▶ [PROMPT]
Given the entries below, copy each of them out exactly.

*****

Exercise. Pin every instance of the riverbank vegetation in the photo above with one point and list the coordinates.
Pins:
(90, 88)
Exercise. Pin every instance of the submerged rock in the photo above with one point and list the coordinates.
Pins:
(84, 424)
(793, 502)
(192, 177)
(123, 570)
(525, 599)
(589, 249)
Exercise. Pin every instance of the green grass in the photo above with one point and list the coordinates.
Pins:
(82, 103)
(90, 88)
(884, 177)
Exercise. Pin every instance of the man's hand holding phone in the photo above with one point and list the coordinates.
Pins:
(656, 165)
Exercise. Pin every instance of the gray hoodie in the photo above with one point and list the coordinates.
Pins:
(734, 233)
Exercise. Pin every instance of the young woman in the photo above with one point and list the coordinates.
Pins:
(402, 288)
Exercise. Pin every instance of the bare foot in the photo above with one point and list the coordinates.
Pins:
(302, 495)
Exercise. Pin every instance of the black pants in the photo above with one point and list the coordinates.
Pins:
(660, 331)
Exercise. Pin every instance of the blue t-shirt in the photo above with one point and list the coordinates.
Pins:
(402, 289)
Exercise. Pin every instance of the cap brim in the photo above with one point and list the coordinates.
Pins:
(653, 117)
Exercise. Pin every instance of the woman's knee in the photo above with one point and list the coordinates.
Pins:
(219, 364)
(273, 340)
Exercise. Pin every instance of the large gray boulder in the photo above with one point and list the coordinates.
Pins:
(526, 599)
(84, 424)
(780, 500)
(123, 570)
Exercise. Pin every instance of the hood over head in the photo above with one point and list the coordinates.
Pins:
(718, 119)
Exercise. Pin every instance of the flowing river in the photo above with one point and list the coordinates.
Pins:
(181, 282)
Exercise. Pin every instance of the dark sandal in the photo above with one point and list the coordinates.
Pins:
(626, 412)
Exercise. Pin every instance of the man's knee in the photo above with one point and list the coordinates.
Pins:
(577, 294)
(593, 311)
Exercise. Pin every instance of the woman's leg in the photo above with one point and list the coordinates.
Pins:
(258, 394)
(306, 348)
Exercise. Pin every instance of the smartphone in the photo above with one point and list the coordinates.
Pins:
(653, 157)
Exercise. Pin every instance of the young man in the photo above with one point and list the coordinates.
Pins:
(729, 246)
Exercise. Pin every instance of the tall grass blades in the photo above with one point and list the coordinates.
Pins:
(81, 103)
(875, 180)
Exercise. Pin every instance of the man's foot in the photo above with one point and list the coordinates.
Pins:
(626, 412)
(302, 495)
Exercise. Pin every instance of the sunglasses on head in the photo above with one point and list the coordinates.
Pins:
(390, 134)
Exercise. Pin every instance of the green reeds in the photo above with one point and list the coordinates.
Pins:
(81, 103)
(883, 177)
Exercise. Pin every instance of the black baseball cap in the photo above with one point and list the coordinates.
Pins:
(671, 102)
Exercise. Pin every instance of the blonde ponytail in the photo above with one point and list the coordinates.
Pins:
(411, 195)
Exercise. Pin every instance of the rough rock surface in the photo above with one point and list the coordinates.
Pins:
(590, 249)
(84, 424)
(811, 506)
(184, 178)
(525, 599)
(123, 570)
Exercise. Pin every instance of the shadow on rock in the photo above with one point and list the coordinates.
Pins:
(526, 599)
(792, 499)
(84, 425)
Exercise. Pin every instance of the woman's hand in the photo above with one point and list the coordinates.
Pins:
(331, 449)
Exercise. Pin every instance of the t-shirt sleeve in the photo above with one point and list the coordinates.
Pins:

*****

▶ [TASK SOLUTION]
Exercise. Pin every instance of the riverbank vegetation in the photo above with one point and list the coordinates.
Pins:
(90, 88)
Exercise. Pin every instance of the submerged rock in the photo above with one point and list the coordinates.
Pins:
(84, 424)
(793, 502)
(192, 177)
(123, 570)
(525, 599)
(589, 249)
Exercise. Pin every instance of the green grass in the photo above with one point and list the coordinates.
Pins:
(82, 103)
(90, 88)
(884, 177)
Exercise. Pin every instance of the man's hand holding phone in the photo above with one point and list the coordinates.
Pins:
(656, 165)
Exercise. Pin every instance of the gray hoodie in the photo above with one point and list the coordinates.
Pins:
(734, 233)
Exercise. Pin every instance of the young woman in the photo above with one point and list the coordinates.
Pins:
(402, 288)
Exercise. Pin every instance of the bare foot in the photo above with one point and list the coordinates.
Pins:
(302, 495)
Exercise. Pin every instance of the black pants in the photo above with one point and list the coordinates.
Pins:
(660, 331)
Exercise. Pin every instance of the blue t-shirt in the photo above with one point and list the coordinates.
Pins:
(402, 289)
Exercise. Pin every instance of the cap brim in the photo above with one point and list the coordinates.
Pins:
(653, 117)
Exercise. Pin every instance of the woman's knee in the photo above with one point and list the coordinates.
Pins:
(219, 364)
(273, 340)
Exercise. Pin every instance of the large gray boulder in the photo above with one point and list the coordinates.
Pins:
(526, 599)
(84, 424)
(780, 500)
(123, 570)
Exercise. Pin every instance of the hood over head in the photo above with one point and list the coordinates.
Pins:
(718, 119)
Exercise. Pin every instance of the flowing river in the photo above with one point and list the coordinates.
Pins:
(181, 282)
Exercise. Pin every instance of the dark sandal in the photo above with one point and list the coordinates.
Pins:
(626, 412)
Exercise. Pin every instance of the man's knee in the photo above with one point and list the coordinates.
Pins:
(577, 294)
(593, 311)
Exercise. Pin every instance of the woman's leg in the photo above with one point and list the coordinates.
Pins:
(258, 394)
(306, 348)
Exercise. Pin every instance of the smartphone in the photo above with one point and list the coordinates.
Pins:
(653, 157)
Exercise. Pin every instance of the young man in the photo above with one point and list the coordinates.
Pins:
(729, 246)
Exercise. Pin every instance of the tall grass blades in the photo above with one point and list the coordinates.
Pins:
(81, 103)
(875, 180)
Exercise. Pin every instance of the man's foot in the photo above with one point and list the coordinates.
Pins:
(626, 412)
(302, 495)
Exercise. Pin every instance of the sunglasses on head in the photo above with one point and list the coordinates.
Pins:
(390, 134)
Exercise. Pin every instance of the green reeds in the photo above with one point and list the coordinates.
Pins:
(81, 103)
(883, 177)
Exercise. Pin every instance of the black baseball cap in the photo above with one point and list the coordinates.
Pins:
(671, 102)
Exercise. Pin every instance of the blonde ponytail in the photo above with one point and list the coordinates.
Pins:
(411, 195)
Exercise. Pin every instance of the rough rock surface in the photo above with one point and list the coordinates.
Pins:
(590, 249)
(84, 424)
(811, 506)
(184, 178)
(525, 599)
(123, 570)
Exercise. Pin every instance of the shadow on rock in the photo above with one point and list the coordinates.
Pins:
(526, 599)
(792, 499)
(84, 425)
Exercise. Pin every instance of the woman's hand in the photo above with one point and list the coordinates.
Pins:
(331, 449)
Exercise. Pin every instance of the t-shirt sleeve in the photo above with one point and list the coordinates.
Pins:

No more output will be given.